** Start Passage provided **

Hunting Chukar can be very exciting; learn to be nimble and pack light for an easier trek across the valley where you are hunting.

Rose starts getting fidgety, and Sam, Alan, and I look at each other with anticipation. We keep stalking upwind, contouring along the 30-degree grade of our draw, squinting for feathers you only see when they’re too far away or moving too fast. Sage goes on point and our hearts rev up. I hear Sam’s 12-gauge pound above me and twirl just fast enough to see a covey vault downhill, only a few feet off the ground, like Olympic ski jumpers with wings. As quickly as they show up, they make minor flight corrections and disappear behind a crest below us. It’s on.

A few hours earlier, as we loaded our packs into his brother’s pickup, Alan said, “I can’t believe you’re back.” He had put it to me plainly before our first Oregon chukar hunt. “The first time, you go because you don’t know any better. After that, you go for revenge.” We’d bagged three birds that first weekend and I was hooked. If you’re hunting chukars for sustenance, accounting calories spent versus calories retrieved, you’d starve to death, and you’ll do well to keep a cost analysis far from your thoughts. But now I have a bone to pick.

As the truck crests the hill of what I know to be our last cell coverage, I pull up our destination’s forecast: 35-ish degrees F, 50 percent chance of showers, and 38 percent chance of absolutely miserable. I was glad for the rain gear I’d packed. As my buddy says, “The nice thing about wet pants is they make damp pants feel really good.” I’m experienced now. This trip, I’m going to be as dry as a BBC comedy.

** End Passage provided **
** Start Provided information **

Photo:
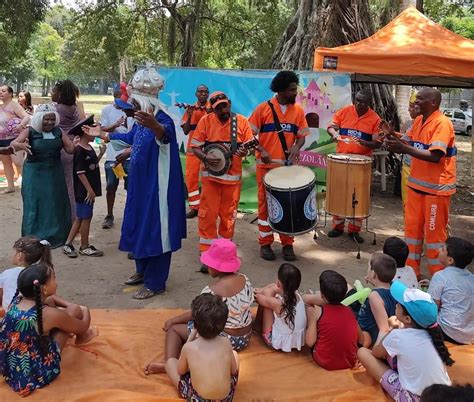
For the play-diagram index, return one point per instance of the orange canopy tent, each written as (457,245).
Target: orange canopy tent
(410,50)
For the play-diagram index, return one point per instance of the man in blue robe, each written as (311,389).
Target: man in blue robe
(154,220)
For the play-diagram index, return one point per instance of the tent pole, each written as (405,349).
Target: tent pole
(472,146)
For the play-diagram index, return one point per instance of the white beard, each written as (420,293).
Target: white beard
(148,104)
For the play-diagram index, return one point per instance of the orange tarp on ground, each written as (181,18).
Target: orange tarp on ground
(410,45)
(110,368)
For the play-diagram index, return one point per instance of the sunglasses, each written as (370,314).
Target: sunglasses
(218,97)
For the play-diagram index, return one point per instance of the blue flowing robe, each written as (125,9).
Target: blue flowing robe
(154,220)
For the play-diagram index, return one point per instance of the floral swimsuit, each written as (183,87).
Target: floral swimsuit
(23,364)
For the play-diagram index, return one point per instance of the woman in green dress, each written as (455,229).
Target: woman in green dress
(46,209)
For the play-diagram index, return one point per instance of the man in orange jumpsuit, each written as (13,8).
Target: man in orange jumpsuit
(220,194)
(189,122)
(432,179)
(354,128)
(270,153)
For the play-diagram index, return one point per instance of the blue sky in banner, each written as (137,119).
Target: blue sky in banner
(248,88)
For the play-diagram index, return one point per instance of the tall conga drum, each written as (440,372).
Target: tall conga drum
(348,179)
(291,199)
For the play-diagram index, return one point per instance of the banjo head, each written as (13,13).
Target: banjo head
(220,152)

** End Provided information **
** Start Provided information **

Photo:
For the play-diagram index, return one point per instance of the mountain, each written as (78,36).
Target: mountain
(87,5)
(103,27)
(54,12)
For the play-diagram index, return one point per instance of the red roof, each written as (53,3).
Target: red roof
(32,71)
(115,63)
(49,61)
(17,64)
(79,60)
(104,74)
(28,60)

** End Provided information **

> Set of tasks
1. List each item in the destination forecast given in the chukar hunting text.
2. Extend the chukar hunting text, continuing from its final sentence.
The entries have nothing to do with this.

> Answer list
1.
35-ish degrees F
50 percent chance of showers
38 percent chance of absolutely miserable

2.
We open the tailgate, and the energy and giddiness of the dogs is palpable. Alan’s dogs, Rose and Sage, hop out first, and Sam’s dog, Jiji, follows. Rose (short for Calrose) is an aging English Pointer that Alan and his wife nurtured from a sick rescue dog from California into a sniffing machine that lives to roam long and turn her compass tail toward invisible roosting places until the time is right. Sage is her apprentice that Alan pretends to train while Rose isn’t teaching her the things that matter. Jiji is of unknown lineage and, like me, is enthusiastic just to be under a big sky, tromping around with friends who know what they’re doing.

We do some final gear checks at the rig, and I have an internal struggle as the “be prepared” Boy Scout in me fights with the guy who hunted this area last weekend like a Sherpa, carrying everything but the kitchen sink. One never wants to be caught away from a vehicle without enough gear to spend an unexpected night. My alter ego remembers that seven days ago, the toil of the hills turned 34-degree chill into T-shirt weather in a matter of minutes. I screw up my mental courage and decide to ditch my down vest and those rain pants that are just going to make me hotter anyway.